- **Aim**: Reproduce the items below word for word, keeping every line of text unchanged, but omit the images from your copy.

- **Source material**:
------------------------------------------------------------------------

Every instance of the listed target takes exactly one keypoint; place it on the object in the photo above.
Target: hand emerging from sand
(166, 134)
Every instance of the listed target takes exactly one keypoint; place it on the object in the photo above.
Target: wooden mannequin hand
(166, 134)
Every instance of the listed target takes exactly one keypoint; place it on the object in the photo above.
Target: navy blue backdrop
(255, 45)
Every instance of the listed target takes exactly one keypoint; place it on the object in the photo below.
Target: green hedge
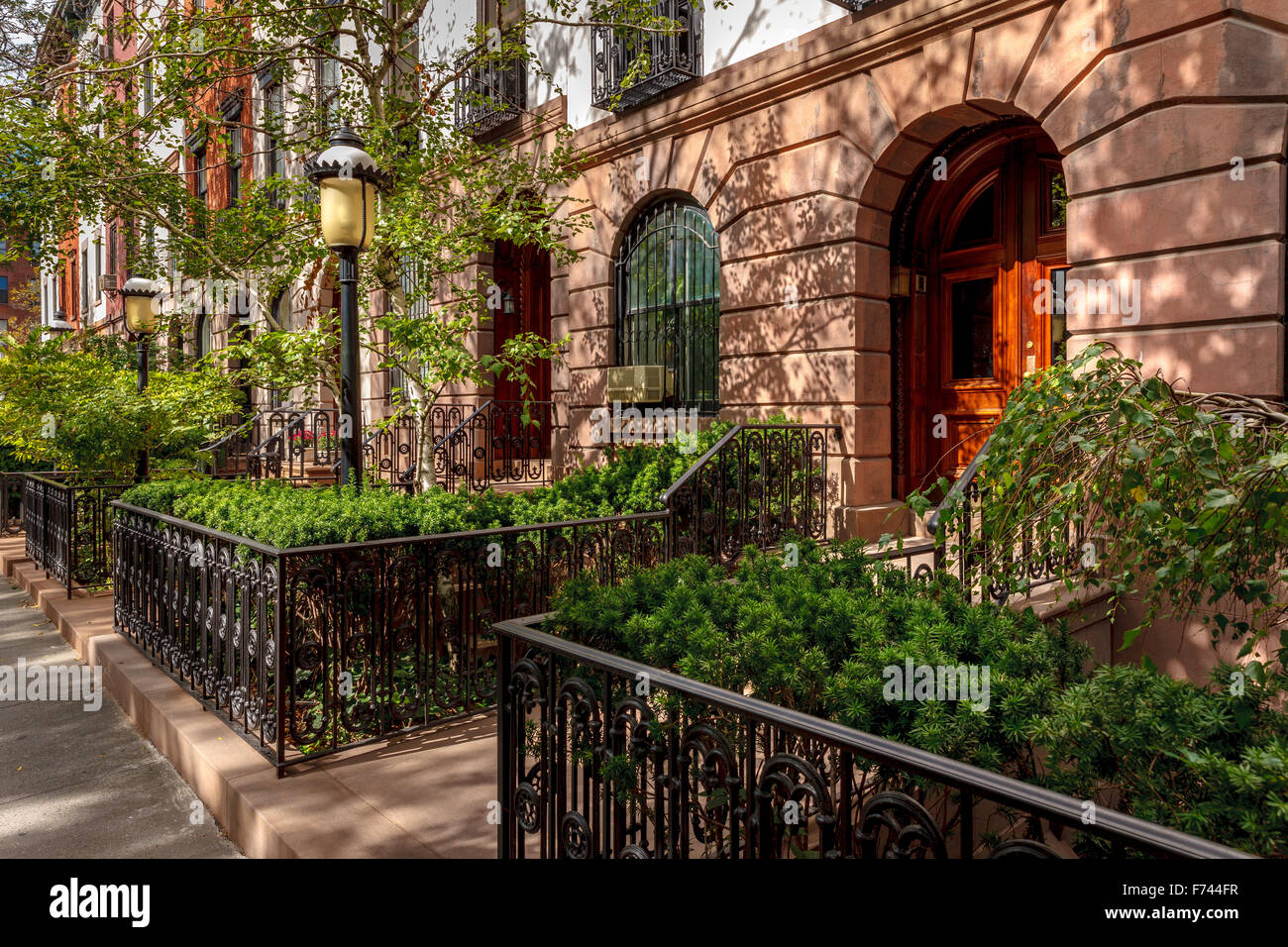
(281, 514)
(816, 637)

------------------------------------------------------------------------

- **Result**:
Every instance of the listed target takes exactly one keypoint; place it on the object in the photo above.
Target: hand emerging from sand
(166, 134)
Every instance of the listed target takes exactly one keypoint; place it on the object in the photo above.
Target: wooden mannequin hand
(166, 134)
Every instance of the listed target takes exactly one keypoint; place it on the object in the photo above.
Target: navy blue backdrop
(255, 45)
Every instance of the listed target takes exactly one keypoint; place it on the object in the photo below.
Target: green hedge
(281, 514)
(816, 637)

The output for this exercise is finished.